- GIVEN TASK: Output only the lines from the one holding "the blue striped" to the end of the data below, please, copied exactly.

- DATA EXTRACT:
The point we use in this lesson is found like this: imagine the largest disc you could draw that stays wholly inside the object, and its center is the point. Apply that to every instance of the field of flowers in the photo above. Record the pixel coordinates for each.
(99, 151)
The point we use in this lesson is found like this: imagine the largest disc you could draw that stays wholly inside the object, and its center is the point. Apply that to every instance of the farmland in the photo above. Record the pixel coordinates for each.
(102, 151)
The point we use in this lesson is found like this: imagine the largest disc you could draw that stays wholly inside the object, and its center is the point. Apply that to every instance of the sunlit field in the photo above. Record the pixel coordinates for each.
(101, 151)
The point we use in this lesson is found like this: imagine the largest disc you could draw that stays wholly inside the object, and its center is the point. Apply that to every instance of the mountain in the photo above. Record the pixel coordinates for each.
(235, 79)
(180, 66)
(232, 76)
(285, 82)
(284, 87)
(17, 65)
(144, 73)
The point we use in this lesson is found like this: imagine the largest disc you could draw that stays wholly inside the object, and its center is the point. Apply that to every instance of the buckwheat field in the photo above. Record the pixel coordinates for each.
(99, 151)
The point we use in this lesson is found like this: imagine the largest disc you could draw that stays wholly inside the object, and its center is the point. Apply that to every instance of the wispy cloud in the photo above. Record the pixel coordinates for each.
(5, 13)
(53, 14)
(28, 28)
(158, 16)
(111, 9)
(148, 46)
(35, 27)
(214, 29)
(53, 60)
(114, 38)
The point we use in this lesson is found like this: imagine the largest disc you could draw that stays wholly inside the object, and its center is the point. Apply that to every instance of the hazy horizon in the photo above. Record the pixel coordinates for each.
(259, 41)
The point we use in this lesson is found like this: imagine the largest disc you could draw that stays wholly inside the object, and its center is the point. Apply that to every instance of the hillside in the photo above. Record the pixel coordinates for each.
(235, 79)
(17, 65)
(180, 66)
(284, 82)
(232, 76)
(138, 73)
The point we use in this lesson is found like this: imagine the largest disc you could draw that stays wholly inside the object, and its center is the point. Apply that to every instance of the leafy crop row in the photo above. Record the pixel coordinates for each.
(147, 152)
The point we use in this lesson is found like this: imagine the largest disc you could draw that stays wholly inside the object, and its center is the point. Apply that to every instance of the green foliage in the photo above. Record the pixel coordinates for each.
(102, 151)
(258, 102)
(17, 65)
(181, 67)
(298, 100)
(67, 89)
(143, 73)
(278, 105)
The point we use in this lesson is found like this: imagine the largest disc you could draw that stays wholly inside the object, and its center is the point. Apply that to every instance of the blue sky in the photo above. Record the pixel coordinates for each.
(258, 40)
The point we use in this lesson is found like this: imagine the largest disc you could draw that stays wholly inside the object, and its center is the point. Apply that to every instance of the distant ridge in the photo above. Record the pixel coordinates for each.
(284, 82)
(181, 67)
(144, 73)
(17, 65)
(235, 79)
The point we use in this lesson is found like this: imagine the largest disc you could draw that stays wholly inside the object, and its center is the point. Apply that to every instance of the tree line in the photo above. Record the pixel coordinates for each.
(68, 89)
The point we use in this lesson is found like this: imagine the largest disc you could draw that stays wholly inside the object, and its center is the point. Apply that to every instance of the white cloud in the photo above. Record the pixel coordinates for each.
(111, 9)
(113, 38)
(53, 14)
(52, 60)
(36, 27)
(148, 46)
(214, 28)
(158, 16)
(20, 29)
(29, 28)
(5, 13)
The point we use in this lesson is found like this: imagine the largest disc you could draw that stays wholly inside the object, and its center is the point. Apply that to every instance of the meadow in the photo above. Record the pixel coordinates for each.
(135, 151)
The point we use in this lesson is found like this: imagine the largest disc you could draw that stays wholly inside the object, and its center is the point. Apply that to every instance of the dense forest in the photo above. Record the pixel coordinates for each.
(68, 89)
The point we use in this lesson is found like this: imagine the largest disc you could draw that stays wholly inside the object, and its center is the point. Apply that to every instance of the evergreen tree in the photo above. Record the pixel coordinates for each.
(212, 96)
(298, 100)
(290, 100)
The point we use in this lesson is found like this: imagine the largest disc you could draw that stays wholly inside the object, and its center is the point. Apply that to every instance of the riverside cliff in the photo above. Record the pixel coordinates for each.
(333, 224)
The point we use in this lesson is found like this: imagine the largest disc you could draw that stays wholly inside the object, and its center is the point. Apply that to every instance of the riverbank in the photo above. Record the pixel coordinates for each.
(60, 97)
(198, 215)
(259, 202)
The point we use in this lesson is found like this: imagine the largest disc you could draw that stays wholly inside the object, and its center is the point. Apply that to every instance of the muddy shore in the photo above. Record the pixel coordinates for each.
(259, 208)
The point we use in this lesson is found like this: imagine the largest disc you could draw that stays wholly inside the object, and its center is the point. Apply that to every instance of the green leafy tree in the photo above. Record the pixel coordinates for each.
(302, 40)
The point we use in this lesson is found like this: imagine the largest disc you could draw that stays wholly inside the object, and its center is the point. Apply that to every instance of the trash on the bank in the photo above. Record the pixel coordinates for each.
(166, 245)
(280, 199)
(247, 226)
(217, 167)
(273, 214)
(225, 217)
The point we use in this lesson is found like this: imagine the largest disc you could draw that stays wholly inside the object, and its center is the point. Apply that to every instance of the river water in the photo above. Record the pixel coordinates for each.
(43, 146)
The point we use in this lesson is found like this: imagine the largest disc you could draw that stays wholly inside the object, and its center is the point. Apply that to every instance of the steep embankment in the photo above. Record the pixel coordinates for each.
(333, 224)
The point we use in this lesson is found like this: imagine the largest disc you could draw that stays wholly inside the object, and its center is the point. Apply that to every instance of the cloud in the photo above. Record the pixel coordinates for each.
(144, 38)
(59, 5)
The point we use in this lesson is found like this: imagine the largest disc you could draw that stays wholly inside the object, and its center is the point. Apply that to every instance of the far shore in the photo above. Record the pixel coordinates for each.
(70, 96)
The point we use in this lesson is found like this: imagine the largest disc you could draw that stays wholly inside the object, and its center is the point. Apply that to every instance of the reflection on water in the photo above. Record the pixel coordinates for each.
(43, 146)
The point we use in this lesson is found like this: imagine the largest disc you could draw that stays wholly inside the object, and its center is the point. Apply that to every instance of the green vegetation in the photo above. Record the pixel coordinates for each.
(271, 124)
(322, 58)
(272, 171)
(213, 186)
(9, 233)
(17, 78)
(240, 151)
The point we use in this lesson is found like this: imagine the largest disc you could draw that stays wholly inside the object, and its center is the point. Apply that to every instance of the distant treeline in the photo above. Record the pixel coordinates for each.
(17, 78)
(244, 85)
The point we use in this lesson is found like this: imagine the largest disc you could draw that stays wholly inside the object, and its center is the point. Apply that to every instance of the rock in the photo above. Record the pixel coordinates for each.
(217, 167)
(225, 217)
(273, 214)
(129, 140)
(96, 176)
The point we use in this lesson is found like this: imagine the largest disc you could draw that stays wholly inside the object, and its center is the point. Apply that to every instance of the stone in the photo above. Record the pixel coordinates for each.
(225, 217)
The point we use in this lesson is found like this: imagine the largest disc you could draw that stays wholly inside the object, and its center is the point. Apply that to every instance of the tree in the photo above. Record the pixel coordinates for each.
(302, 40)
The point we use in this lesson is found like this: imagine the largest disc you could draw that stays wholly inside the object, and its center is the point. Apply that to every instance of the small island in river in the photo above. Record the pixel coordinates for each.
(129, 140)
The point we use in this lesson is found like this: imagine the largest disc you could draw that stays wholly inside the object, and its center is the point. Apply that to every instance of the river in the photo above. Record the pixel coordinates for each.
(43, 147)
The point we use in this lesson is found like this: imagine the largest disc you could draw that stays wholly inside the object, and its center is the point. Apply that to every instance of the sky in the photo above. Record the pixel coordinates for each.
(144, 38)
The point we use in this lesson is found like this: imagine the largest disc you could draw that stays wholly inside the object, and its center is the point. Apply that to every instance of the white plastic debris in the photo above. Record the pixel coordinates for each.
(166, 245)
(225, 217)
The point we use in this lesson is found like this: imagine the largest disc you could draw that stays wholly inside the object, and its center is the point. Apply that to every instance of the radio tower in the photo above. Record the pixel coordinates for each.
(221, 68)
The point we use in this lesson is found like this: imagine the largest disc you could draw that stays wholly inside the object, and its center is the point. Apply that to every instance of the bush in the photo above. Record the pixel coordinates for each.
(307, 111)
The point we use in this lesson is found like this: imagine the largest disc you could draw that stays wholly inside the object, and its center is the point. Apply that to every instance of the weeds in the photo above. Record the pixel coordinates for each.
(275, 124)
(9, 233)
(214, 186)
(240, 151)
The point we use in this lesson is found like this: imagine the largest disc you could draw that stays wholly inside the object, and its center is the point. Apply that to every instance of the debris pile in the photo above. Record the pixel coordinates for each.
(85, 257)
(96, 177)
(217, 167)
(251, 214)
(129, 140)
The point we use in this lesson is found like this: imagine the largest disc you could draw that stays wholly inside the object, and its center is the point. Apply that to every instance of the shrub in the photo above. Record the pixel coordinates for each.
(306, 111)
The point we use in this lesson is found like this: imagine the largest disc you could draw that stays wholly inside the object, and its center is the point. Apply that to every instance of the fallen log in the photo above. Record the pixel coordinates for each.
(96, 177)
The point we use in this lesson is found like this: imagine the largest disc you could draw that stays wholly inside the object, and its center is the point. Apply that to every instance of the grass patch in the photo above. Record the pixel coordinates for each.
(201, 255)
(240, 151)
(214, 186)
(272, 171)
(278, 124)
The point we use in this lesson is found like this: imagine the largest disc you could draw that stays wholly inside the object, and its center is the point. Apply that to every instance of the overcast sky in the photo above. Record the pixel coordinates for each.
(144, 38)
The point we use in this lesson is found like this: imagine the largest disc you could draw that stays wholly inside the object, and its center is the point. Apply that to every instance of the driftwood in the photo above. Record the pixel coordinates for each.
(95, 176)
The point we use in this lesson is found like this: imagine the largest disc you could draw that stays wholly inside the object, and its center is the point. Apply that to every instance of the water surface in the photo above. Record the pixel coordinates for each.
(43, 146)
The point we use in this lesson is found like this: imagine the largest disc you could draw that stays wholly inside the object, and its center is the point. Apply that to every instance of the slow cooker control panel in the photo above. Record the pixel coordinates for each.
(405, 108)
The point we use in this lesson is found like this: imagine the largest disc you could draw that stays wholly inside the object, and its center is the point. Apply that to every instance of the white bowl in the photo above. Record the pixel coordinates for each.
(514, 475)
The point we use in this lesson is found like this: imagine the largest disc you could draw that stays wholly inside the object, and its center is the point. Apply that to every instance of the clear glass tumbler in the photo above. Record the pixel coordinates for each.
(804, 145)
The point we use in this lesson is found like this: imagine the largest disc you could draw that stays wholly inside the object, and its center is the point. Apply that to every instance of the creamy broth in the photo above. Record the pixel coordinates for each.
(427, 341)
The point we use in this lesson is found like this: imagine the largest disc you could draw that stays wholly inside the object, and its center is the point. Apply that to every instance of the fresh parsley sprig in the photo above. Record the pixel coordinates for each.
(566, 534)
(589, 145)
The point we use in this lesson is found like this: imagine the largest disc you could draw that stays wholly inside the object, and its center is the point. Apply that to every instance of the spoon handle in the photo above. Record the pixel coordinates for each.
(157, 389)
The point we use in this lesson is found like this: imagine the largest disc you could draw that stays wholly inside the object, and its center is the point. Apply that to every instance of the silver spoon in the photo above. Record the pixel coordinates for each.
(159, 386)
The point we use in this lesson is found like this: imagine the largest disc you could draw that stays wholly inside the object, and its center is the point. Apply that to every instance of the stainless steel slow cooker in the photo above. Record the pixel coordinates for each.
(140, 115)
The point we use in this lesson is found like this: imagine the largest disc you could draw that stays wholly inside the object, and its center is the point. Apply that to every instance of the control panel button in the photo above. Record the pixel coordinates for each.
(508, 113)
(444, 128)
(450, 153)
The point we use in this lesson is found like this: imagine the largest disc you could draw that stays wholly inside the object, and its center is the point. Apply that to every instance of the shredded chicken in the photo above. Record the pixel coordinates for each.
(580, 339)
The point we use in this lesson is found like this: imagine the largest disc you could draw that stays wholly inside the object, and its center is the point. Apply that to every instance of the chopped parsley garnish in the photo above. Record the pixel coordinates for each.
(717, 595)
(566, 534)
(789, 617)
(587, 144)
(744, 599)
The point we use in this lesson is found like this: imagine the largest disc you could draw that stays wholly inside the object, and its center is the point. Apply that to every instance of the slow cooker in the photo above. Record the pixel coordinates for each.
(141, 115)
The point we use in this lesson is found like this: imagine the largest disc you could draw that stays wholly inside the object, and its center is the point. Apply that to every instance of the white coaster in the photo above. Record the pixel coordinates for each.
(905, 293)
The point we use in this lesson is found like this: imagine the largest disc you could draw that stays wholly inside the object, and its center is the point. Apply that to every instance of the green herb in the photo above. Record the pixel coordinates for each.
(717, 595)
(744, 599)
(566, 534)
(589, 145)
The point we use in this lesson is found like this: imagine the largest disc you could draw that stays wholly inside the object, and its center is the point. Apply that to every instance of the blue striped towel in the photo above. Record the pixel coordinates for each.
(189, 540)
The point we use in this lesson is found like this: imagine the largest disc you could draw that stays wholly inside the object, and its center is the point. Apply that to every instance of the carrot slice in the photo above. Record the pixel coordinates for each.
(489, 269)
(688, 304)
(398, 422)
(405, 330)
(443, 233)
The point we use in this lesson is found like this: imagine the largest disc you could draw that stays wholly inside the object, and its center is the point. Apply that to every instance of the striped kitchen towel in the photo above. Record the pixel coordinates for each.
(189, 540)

- FULL SOLUTION:
The point we use in this lesson is found like this: imagine the largest disc you could draw that stays wholly inside the object, and its center is the point. Apply that to every instance of the blue striped towel in the photo above. Record the pixel coordinates for each.
(189, 540)
The point we use in this lesson is found like this: imagine the largest disc you could draw that stays wholly inside the object, and its center is the point. Apply that to every instance of the carrot slice in the photo above. Record the pixel coordinates for each.
(489, 269)
(688, 304)
(398, 422)
(405, 330)
(443, 233)
The point we use in this lesson is found like this: imagine the largest disc you could draw that stays wholly inside the object, and its center is the point. Apply that to every instance of the striped kitchen towel in the photo above. Record the pixel coordinates for each.
(189, 540)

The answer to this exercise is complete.